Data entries
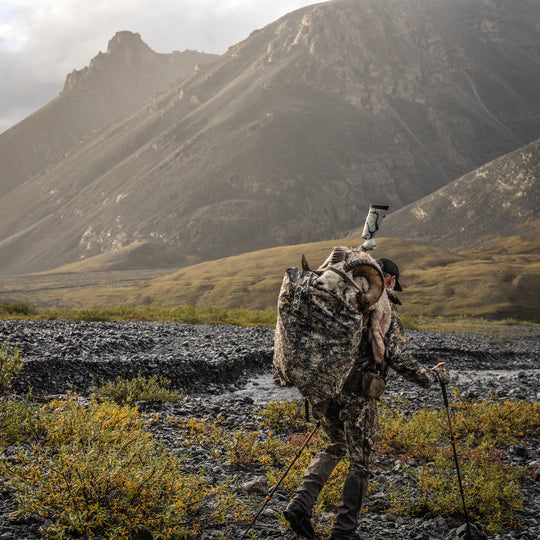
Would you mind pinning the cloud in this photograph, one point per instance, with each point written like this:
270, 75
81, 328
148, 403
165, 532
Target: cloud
42, 41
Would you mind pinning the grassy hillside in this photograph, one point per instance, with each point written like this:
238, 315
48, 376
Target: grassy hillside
502, 280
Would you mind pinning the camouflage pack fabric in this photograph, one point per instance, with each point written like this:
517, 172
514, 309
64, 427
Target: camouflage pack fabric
317, 338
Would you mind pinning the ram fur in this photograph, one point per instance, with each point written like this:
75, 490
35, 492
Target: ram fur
369, 295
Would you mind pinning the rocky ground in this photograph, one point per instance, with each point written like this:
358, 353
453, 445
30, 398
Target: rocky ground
224, 370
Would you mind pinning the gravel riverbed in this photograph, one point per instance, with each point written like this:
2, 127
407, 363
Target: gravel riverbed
224, 370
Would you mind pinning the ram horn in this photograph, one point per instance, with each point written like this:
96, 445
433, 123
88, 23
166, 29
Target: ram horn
338, 254
371, 271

### PROBLEM STATEMENT
Word for word, print every record, and leave out any picture.

### OUTPUT FOR THIS EXERCISE
Would you mind pinning the cloud in this photograph, one point per instance, with each point written like this:
270, 75
81, 328
148, 403
165, 532
Target: cloud
42, 41
Would you mind pinning the grassy hillside in this photograph, one point per instance, with each point written like this:
238, 315
48, 376
Target: grassy hillside
502, 280
Would you mind pinning the camouflage pack fabric in this photograph, one point per instance, with each point written like this:
517, 172
514, 309
64, 427
Target: camouflage pack fabric
317, 338
Would you mind pinning the ram fur in this photograph, one point per instance, with each point written like this:
75, 490
35, 492
Target: ram fur
369, 295
Would you mind pinning the rocky ground in this photograph, one point per instance, with each point written like this:
358, 353
453, 445
30, 398
Target: rocky ground
224, 370
Would you mind pinning the gravel riverbed in this photograph, one point per instance, with each point written like this:
2, 127
407, 363
Target: gravel riverbed
224, 370
Would you mind pinning the ram horn in this photograph, one point per instance, with each point written like this:
96, 445
433, 123
88, 23
166, 29
Target: ram horn
338, 254
371, 271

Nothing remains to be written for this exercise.